*Given request*: Render every line of the items below as a Markdown table with the columns No. and Text, numbering each line and leaving out blank lines.
── Data records
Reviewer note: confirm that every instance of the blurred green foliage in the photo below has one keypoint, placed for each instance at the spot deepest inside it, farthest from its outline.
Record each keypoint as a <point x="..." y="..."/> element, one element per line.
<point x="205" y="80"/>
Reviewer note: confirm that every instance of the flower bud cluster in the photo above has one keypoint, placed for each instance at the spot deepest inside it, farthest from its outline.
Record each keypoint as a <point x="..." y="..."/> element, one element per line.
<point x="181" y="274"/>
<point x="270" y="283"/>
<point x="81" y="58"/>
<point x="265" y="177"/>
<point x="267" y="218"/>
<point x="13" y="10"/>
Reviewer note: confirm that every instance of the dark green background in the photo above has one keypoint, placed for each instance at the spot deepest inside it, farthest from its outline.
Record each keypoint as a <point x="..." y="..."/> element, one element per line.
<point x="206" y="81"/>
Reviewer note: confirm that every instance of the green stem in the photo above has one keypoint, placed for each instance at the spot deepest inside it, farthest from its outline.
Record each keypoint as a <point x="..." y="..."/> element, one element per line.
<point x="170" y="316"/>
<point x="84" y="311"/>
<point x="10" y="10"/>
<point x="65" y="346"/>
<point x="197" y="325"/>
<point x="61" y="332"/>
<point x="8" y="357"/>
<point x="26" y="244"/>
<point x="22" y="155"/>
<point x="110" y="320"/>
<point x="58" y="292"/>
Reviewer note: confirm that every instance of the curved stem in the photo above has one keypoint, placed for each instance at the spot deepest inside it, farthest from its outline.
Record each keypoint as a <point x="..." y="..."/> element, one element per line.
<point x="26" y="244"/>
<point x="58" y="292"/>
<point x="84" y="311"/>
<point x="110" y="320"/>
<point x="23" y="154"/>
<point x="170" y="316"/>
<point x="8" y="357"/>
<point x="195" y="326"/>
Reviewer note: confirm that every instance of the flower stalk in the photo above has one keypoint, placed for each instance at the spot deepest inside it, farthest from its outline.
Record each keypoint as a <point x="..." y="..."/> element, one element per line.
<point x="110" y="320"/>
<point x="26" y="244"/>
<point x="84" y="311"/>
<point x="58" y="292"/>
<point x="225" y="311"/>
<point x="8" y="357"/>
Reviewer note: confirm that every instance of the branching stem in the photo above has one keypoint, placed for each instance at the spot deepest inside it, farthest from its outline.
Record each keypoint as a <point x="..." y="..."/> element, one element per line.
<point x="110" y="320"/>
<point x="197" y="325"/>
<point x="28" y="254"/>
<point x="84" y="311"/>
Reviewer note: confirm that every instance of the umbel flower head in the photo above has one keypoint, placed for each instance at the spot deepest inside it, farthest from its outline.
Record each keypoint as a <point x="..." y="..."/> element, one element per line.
────
*Task result*:
| No. | Text |
|---|---|
| 1 | Reviewer note: confirm that every instance of the blurred green foliage in the photo below has one keypoint, placed for each instance at the spot deepest inside it, farthest from its outline. |
| 2 | Record each keypoint as a <point x="..." y="..."/> element, one element per line. |
| 3 | <point x="205" y="80"/> |
| 4 | Reviewer note: confirm that every instance of the flower bud cluster in the photo above has one keypoint, placed for each instance at the spot deepest inside it, farthest from its outline. |
| 5 | Record each keypoint as a <point x="..." y="..."/> element, one element per line. |
| 6 | <point x="181" y="274"/> |
| 7 | <point x="270" y="283"/> |
| 8 | <point x="81" y="58"/> |
| 9 | <point x="265" y="177"/> |
| 10 | <point x="267" y="218"/> |
| 11 | <point x="13" y="10"/> |
| 12 | Reviewer note: confirm that every instance of the dark green background in the photo above has one keypoint, placed for each instance at the spot deepest inside it, farthest from its outline. |
| 13 | Record each keypoint as a <point x="..." y="..."/> element, one element per line. |
| 14 | <point x="206" y="81"/> |
| 15 | Reviewer note: confirm that every instance of the green stem in the photo above has one keypoint, placed for each instance at the spot deepest inside it, farthest from its outline. |
| 16 | Record each keypoint as a <point x="..." y="..."/> element, one element per line. |
| 17 | <point x="170" y="316"/> |
| 18 | <point x="84" y="311"/> |
| 19 | <point x="10" y="10"/> |
| 20 | <point x="65" y="346"/> |
| 21 | <point x="197" y="325"/> |
| 22 | <point x="61" y="332"/> |
| 23 | <point x="8" y="357"/> |
| 24 | <point x="26" y="244"/> |
| 25 | <point x="22" y="155"/> |
| 26 | <point x="110" y="320"/> |
| 27 | <point x="58" y="292"/> |
| 28 | Reviewer note: confirm that every instance of the curved stem in the photo above has one keypoint, placed for each instance at the spot deepest inside it, farthest from its outline. |
| 29 | Record each keypoint as a <point x="..." y="..."/> element, one element per line. |
| 30 | <point x="26" y="244"/> |
| 31 | <point x="58" y="292"/> |
| 32 | <point x="84" y="311"/> |
| 33 | <point x="110" y="320"/> |
| 34 | <point x="23" y="154"/> |
| 35 | <point x="170" y="316"/> |
| 36 | <point x="8" y="357"/> |
| 37 | <point x="195" y="326"/> |
| 38 | Reviewer note: confirm that every instance of the flower stalk in the photo above has one keypoint, placed for each instance at the spot deepest inside it, farthest from its outline. |
| 39 | Record each keypoint as a <point x="..." y="..."/> element, one element per line. |
| 40 | <point x="110" y="320"/> |
| 41 | <point x="26" y="244"/> |
| 42 | <point x="84" y="311"/> |
| 43 | <point x="58" y="292"/> |
| 44 | <point x="225" y="311"/> |
| 45 | <point x="8" y="357"/> |
| 46 | Reviewer note: confirm that every instance of the branching stem in the photo above has one keypoint, placed for each instance at the spot deepest inside it, farthest from its outline. |
| 47 | Record each keypoint as a <point x="..." y="..."/> element, one element per line. |
| 48 | <point x="110" y="320"/> |
| 49 | <point x="197" y="325"/> |
| 50 | <point x="28" y="254"/> |
| 51 | <point x="84" y="311"/> |
| 52 | Reviewer note: confirm that every instance of the umbel flower head in the photo above has one keypoint, placed for each instance at the spot deepest inside it, farthest from its outline. |
| 53 | Record each keypoint as a <point x="..." y="..."/> element, one element per line. |